▶ [Assignment] State how many lines in the following entries contain the word "grass". No other output.

▶ [Dataset records]

--- START ---

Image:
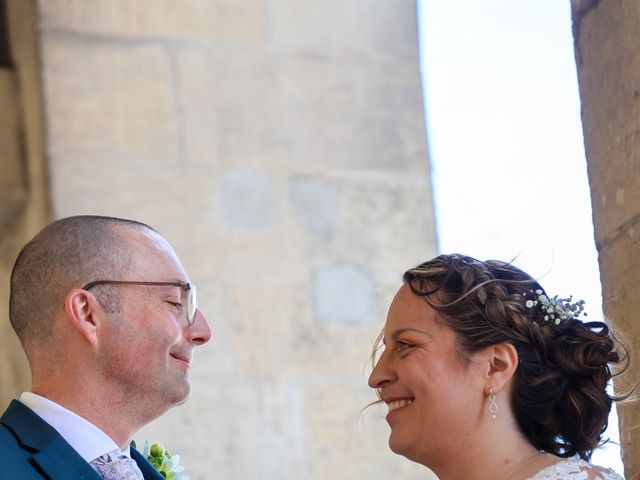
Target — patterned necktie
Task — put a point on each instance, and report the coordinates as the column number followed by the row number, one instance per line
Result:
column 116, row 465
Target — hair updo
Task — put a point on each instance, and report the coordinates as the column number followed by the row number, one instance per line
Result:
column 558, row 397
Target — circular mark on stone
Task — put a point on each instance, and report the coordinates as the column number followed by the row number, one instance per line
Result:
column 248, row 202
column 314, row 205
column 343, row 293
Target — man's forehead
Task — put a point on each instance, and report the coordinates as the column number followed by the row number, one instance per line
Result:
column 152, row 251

--- END ---
--- START ---

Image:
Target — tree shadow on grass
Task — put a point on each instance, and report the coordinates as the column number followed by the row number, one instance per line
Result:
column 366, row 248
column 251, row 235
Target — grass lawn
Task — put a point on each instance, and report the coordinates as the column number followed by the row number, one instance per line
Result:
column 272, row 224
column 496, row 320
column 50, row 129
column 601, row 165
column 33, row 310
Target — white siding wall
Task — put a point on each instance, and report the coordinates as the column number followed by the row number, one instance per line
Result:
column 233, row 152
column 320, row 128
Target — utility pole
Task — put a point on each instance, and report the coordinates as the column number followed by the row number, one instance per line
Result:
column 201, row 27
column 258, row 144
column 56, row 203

--- END ---
--- START ---

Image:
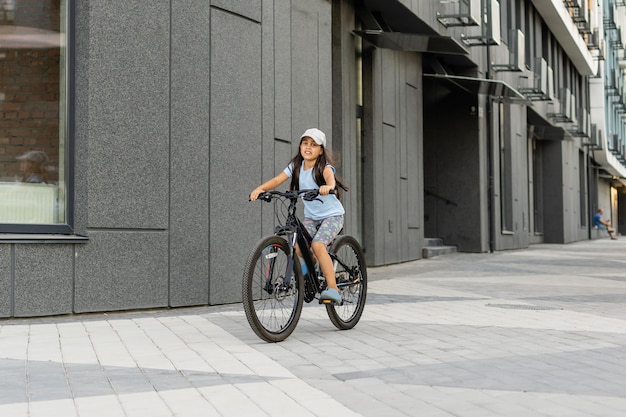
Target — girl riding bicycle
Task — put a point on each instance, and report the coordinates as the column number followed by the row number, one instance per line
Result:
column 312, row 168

--- END ---

▶ [The answer] 2